» Task statement
Shift every bounding-box coordinate in the listing below by adding -94 to it, and rewrite each line in the stretch from the start of the listing through the line containing "[24,446,977,594]". Leave out the pictures.

┌─ Records for this task

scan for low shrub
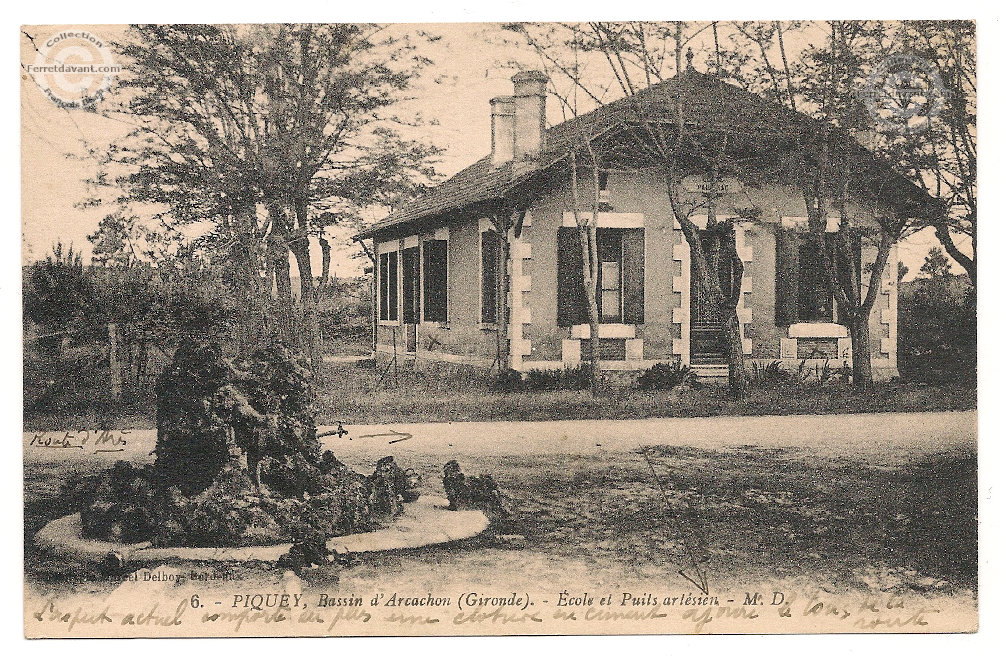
[493,369,524,392]
[524,364,590,392]
[750,360,792,387]
[636,362,698,391]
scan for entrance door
[691,232,733,365]
[402,246,420,353]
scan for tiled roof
[359,69,919,238]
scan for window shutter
[837,229,864,325]
[424,239,448,321]
[622,228,646,324]
[556,228,587,326]
[480,230,500,323]
[774,226,799,326]
[402,246,420,323]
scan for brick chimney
[511,71,549,169]
[490,96,514,166]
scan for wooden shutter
[556,228,587,326]
[424,239,448,321]
[386,251,399,321]
[837,229,864,325]
[774,226,799,326]
[403,246,420,323]
[376,253,389,321]
[480,230,500,323]
[622,228,646,324]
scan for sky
[21,23,958,278]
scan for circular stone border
[35,496,489,564]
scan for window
[796,240,833,321]
[597,228,622,323]
[378,251,399,321]
[424,239,448,322]
[400,246,420,323]
[480,230,500,323]
[774,228,861,326]
[556,226,645,326]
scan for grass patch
[308,363,976,424]
[24,362,976,431]
[24,446,977,594]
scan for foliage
[637,362,698,390]
[493,368,524,392]
[87,23,438,363]
[898,266,977,385]
[67,340,419,552]
[278,530,330,574]
[524,364,591,392]
[750,360,792,387]
[23,241,91,330]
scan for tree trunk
[723,312,750,401]
[267,222,292,342]
[570,153,601,394]
[675,212,750,401]
[716,221,750,401]
[850,314,873,390]
[289,230,321,372]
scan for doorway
[402,246,420,353]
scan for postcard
[19,20,979,638]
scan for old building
[360,70,922,378]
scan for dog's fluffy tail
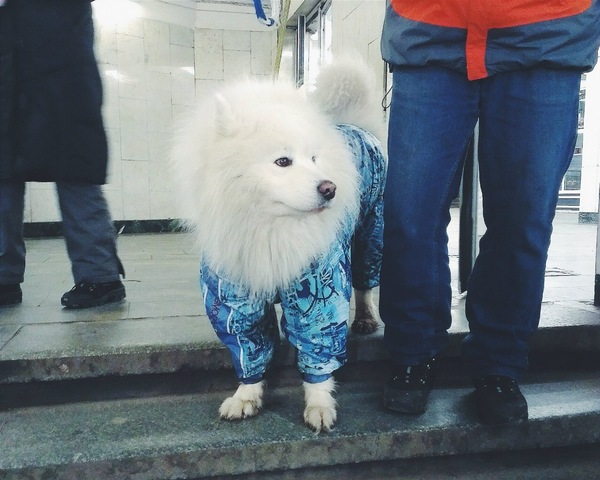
[310,57,385,141]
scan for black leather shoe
[60,280,125,308]
[383,357,436,413]
[475,375,528,425]
[0,283,23,307]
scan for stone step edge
[0,322,600,384]
[0,372,600,480]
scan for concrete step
[0,362,600,480]
[0,302,600,384]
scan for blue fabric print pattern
[200,125,387,383]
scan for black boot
[475,375,528,425]
[60,280,125,308]
[383,357,436,413]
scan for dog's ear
[215,93,237,137]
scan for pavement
[0,210,600,480]
[0,209,600,370]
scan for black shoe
[0,283,23,307]
[383,357,436,413]
[475,375,528,425]
[60,280,125,308]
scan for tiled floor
[0,210,600,359]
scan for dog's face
[209,87,338,216]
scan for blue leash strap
[254,0,275,27]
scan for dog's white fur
[172,60,382,431]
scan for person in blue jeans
[380,0,600,424]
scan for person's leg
[380,67,478,365]
[379,67,479,413]
[0,182,25,306]
[56,183,125,308]
[462,69,580,380]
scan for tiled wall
[332,0,386,96]
[25,0,275,222]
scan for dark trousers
[0,182,122,285]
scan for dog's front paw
[304,378,337,433]
[219,380,265,420]
[352,289,379,334]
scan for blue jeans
[380,67,581,379]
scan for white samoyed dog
[171,60,384,431]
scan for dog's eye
[275,157,292,167]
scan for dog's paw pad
[219,397,260,420]
[352,318,379,334]
[304,407,337,433]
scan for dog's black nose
[317,180,337,200]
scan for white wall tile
[223,50,252,82]
[194,29,224,80]
[122,161,150,220]
[169,25,194,47]
[144,20,171,73]
[223,30,250,52]
[250,32,276,75]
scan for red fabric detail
[391,0,592,80]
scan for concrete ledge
[0,370,600,480]
[0,303,600,384]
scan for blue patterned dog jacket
[200,124,387,384]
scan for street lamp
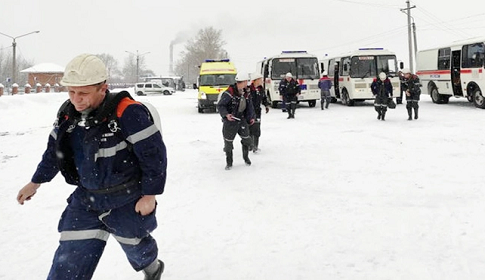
[125,50,150,83]
[0,31,40,84]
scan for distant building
[20,63,64,86]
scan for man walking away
[278,72,301,119]
[318,71,332,110]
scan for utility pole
[401,0,417,73]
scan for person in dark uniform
[278,72,301,119]
[217,73,255,170]
[371,72,392,121]
[249,73,270,153]
[17,54,167,280]
[402,68,421,121]
[318,71,332,110]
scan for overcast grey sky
[0,0,485,75]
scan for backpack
[57,91,162,134]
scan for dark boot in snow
[253,136,259,153]
[243,145,251,165]
[226,151,232,170]
[143,260,165,280]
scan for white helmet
[251,73,263,81]
[61,53,108,86]
[401,68,411,74]
[379,72,387,81]
[236,73,249,82]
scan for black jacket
[249,85,270,119]
[217,84,255,123]
[278,78,301,98]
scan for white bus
[416,38,485,109]
[320,48,400,106]
[256,51,320,108]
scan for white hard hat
[379,72,387,81]
[236,73,249,82]
[251,73,263,81]
[61,53,108,86]
[401,68,411,74]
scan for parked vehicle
[416,38,485,109]
[135,82,175,95]
[320,48,400,106]
[256,51,320,108]
[197,59,236,113]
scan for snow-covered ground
[0,90,485,280]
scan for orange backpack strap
[116,97,141,118]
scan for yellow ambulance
[197,59,237,113]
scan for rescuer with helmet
[17,54,167,280]
[217,73,255,170]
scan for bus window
[462,43,485,68]
[296,58,320,79]
[271,58,296,80]
[438,48,451,70]
[376,55,397,76]
[350,56,377,79]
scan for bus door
[451,50,463,96]
[333,60,340,98]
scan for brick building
[20,63,64,87]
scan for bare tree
[97,53,122,83]
[122,53,155,83]
[0,47,33,85]
[175,27,229,84]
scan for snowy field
[0,90,485,280]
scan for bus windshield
[199,74,236,86]
[350,55,397,79]
[271,57,320,80]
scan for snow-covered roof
[20,63,64,73]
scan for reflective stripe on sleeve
[126,124,158,144]
[94,141,128,161]
[60,229,109,241]
[113,234,141,245]
[50,129,57,140]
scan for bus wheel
[340,90,349,106]
[431,86,448,104]
[472,88,485,109]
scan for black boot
[226,151,232,170]
[243,145,251,165]
[253,136,259,153]
[143,260,165,280]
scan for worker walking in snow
[217,73,255,170]
[17,54,167,280]
[249,73,270,153]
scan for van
[135,82,175,95]
[197,59,237,113]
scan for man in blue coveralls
[17,54,167,280]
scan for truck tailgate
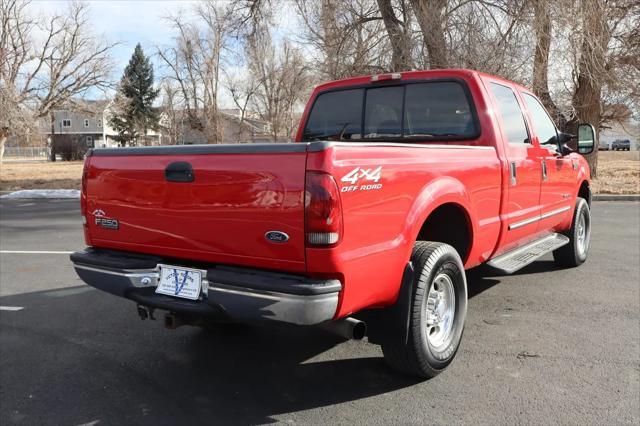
[84,144,307,272]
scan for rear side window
[304,89,364,140]
[303,81,479,141]
[491,83,531,144]
[522,93,558,145]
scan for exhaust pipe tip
[351,320,367,340]
[320,317,367,340]
[164,314,178,330]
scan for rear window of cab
[302,81,480,141]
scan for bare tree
[160,81,182,145]
[225,67,259,143]
[0,0,115,161]
[531,0,565,123]
[296,0,393,80]
[377,0,413,71]
[247,30,309,142]
[158,0,230,143]
[411,0,449,68]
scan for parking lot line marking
[0,250,73,254]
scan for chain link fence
[4,146,50,160]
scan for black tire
[553,197,591,267]
[382,241,467,378]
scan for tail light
[304,172,342,247]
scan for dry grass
[0,151,640,194]
[593,151,640,194]
[0,161,82,191]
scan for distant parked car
[611,139,631,151]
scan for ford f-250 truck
[71,70,595,377]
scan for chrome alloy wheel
[576,210,591,256]
[426,273,456,351]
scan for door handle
[164,161,195,182]
[509,161,518,186]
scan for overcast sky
[29,0,299,108]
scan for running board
[487,234,569,274]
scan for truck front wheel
[382,241,467,378]
[553,197,591,267]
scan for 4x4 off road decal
[340,166,382,192]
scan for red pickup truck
[71,70,595,377]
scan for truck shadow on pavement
[0,264,548,424]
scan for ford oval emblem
[264,231,289,243]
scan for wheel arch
[578,180,592,207]
[407,177,475,263]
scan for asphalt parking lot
[0,200,640,425]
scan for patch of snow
[0,189,80,199]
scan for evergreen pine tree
[109,43,159,146]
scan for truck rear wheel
[553,197,591,267]
[382,241,467,378]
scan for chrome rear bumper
[71,249,342,325]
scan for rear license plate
[156,265,202,300]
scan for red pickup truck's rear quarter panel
[307,144,501,316]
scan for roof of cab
[315,68,529,92]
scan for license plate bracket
[156,265,202,300]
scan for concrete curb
[592,194,640,201]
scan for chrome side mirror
[578,123,596,155]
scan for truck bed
[85,144,318,271]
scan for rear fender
[403,176,476,261]
[362,177,475,344]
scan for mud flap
[356,262,415,345]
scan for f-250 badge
[340,166,382,192]
[93,209,120,230]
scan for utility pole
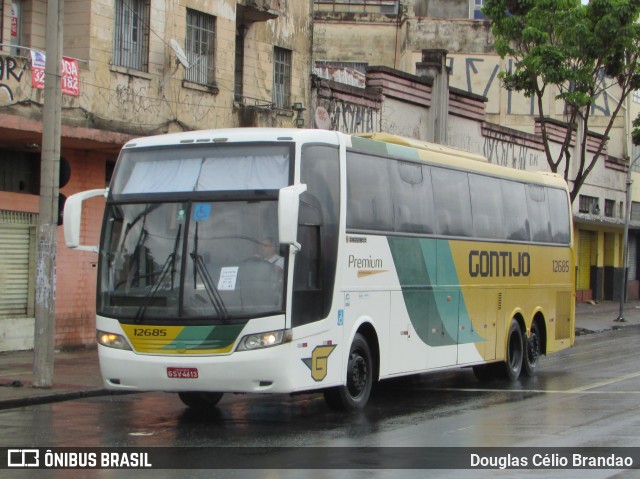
[614,155,640,323]
[33,0,64,388]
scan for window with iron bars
[113,0,151,71]
[578,195,600,215]
[604,200,616,218]
[470,0,484,20]
[184,8,216,85]
[273,47,291,108]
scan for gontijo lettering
[469,250,531,278]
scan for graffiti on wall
[314,99,380,134]
[0,56,24,102]
[482,135,546,170]
[447,54,614,116]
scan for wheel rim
[527,329,540,365]
[509,333,522,371]
[347,352,369,399]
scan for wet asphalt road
[0,328,640,479]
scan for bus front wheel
[324,334,373,411]
[504,319,524,381]
[178,391,224,410]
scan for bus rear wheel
[522,323,542,377]
[504,319,524,381]
[324,334,373,411]
[178,391,224,410]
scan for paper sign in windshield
[218,266,238,291]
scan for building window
[185,8,216,85]
[469,0,484,20]
[578,195,600,215]
[273,47,291,108]
[604,200,616,218]
[0,150,40,195]
[113,0,151,71]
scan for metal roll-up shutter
[627,233,638,281]
[576,231,593,290]
[0,211,34,318]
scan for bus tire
[178,391,224,410]
[522,322,542,377]
[324,333,373,411]
[504,319,524,381]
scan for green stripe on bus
[387,237,482,346]
[165,324,244,349]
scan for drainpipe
[416,48,449,145]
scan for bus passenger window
[502,180,529,241]
[527,185,551,243]
[431,168,472,236]
[469,174,504,239]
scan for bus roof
[350,133,567,189]
[123,128,566,193]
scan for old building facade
[314,0,640,301]
[0,0,312,351]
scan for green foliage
[483,0,640,202]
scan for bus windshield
[98,201,284,321]
[97,144,290,324]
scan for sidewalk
[0,301,640,409]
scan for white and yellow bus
[64,128,575,410]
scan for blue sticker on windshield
[193,203,211,221]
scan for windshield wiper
[136,224,182,323]
[191,253,229,319]
[189,223,229,319]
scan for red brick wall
[0,151,110,347]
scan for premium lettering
[349,254,382,269]
[469,250,531,278]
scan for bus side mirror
[63,189,107,253]
[278,184,307,251]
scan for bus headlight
[236,329,291,351]
[96,330,131,351]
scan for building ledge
[238,0,281,23]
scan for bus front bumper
[98,344,308,393]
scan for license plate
[167,368,198,379]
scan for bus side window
[501,180,529,241]
[527,185,551,243]
[431,168,472,236]
[469,174,504,239]
[547,188,571,244]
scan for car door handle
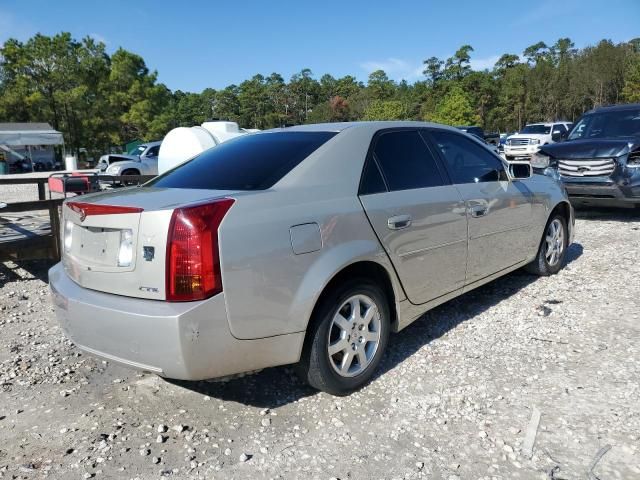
[387,215,411,230]
[469,205,489,218]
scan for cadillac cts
[49,122,574,395]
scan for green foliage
[362,100,408,120]
[622,52,640,103]
[426,85,481,125]
[0,33,640,154]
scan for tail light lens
[166,198,234,302]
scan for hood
[540,138,640,159]
[507,133,551,139]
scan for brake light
[66,202,144,221]
[166,198,235,302]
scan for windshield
[520,125,551,135]
[129,145,147,156]
[568,108,640,140]
[145,131,336,190]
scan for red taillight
[66,202,143,220]
[166,198,234,302]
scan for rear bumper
[49,263,304,380]
[562,178,640,207]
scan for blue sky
[0,0,640,92]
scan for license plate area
[67,224,135,272]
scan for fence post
[49,204,60,261]
[38,182,46,200]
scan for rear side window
[430,130,506,184]
[369,130,444,190]
[360,158,387,195]
[145,132,336,190]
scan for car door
[360,129,467,304]
[428,129,532,284]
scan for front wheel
[299,279,390,395]
[526,213,569,276]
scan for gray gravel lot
[0,211,640,480]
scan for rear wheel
[299,279,390,395]
[526,213,569,276]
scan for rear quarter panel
[220,186,401,339]
[524,174,573,255]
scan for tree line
[0,32,640,154]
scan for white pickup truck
[504,122,573,160]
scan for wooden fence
[0,175,154,261]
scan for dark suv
[531,103,640,207]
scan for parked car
[98,142,162,175]
[456,126,499,154]
[504,122,571,160]
[498,132,517,154]
[531,103,640,207]
[49,122,574,395]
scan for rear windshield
[145,132,336,190]
[569,108,640,140]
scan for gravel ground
[0,211,640,480]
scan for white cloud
[469,55,500,70]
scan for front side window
[373,130,444,190]
[430,130,506,184]
[145,131,336,190]
[145,145,160,157]
[520,125,551,135]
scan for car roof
[585,103,640,115]
[525,120,571,127]
[267,120,458,132]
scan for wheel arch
[547,200,575,243]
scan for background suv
[98,142,162,175]
[504,122,571,160]
[531,103,640,207]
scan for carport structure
[0,123,64,173]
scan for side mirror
[509,162,533,180]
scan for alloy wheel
[328,294,381,377]
[545,218,565,267]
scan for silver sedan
[49,122,574,395]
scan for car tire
[525,213,569,276]
[298,278,391,396]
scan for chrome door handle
[469,205,489,218]
[387,215,411,230]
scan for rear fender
[289,240,405,338]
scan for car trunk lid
[62,187,240,300]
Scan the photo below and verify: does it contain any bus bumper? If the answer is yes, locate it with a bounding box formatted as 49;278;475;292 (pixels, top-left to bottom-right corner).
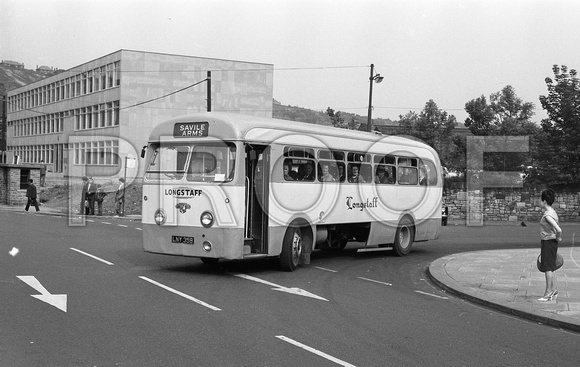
143;223;244;260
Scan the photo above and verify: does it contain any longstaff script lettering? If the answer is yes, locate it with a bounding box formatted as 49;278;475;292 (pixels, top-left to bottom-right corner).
165;189;202;196
346;196;379;212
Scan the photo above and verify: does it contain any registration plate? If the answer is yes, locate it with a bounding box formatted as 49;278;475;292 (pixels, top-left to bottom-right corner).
171;236;193;245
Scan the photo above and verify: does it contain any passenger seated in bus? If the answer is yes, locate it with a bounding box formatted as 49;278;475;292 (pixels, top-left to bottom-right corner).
319;163;336;182
348;165;366;183
338;164;346;182
300;163;314;181
284;164;294;181
187;157;203;181
419;167;427;186
375;166;391;184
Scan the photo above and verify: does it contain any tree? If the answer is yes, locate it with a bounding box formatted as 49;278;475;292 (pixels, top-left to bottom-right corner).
326;107;344;127
399;100;465;172
465;85;539;176
465;85;534;136
531;65;580;187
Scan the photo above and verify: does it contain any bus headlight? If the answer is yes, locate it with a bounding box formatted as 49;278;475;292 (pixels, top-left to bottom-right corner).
153;209;167;226
199;212;214;228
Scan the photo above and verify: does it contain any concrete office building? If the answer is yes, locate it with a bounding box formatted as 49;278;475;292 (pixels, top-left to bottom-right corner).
7;50;273;180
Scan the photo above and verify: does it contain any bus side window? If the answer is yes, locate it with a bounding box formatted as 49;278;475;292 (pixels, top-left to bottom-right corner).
375;164;396;184
399;167;419;185
298;160;316;181
419;160;437;186
348;163;372;183
282;158;300;181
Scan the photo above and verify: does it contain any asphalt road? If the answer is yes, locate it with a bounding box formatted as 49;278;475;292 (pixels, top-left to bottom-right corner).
0;211;580;367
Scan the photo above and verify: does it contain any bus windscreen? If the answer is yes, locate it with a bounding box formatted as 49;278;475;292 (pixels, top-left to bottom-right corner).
145;143;236;182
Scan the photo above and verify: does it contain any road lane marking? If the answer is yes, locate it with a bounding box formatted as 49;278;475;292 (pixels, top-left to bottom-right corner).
358;277;393;287
415;291;449;299
139;276;221;311
315;266;338;273
231;273;328;302
17;275;66;312
70;247;115;265
276;335;355;367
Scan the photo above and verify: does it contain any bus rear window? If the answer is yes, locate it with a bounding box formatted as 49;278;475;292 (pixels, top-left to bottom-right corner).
145;143;236;182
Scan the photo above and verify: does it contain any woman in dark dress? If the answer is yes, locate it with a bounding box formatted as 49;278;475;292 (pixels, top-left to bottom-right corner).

└─

» Exercise solution
scan for low shrub
[399,275,430,298]
[430,270,496,298]
[656,266,698,293]
[542,268,604,297]
scan for entrance door
[597,138,639,271]
[308,152,326,259]
scan for tiled roof
[265,-25,825,144]
scan for window shutter
[743,135,770,231]
[330,145,354,227]
[528,134,552,230]
[462,134,493,232]
[386,136,406,229]
[680,132,705,232]
[308,152,326,229]
scan for brick chimney
[417,-23,455,75]
[396,2,420,72]
scan for wooden shutter
[462,134,493,232]
[330,145,354,227]
[292,157,305,227]
[743,135,770,231]
[680,132,705,232]
[309,152,326,229]
[282,159,295,227]
[386,136,406,229]
[528,134,552,230]
scan for sky
[-73,-71,864,184]
scan for circular stone border
[-59,402,395,470]
scan for window
[702,146,739,227]
[503,134,528,229]
[284,157,305,227]
[330,145,354,228]
[306,152,326,229]
[386,136,406,229]
[680,134,767,232]
[462,132,551,232]
scan for grass patch
[214,269,882,330]
[-70,268,882,337]
[-70,352,883,500]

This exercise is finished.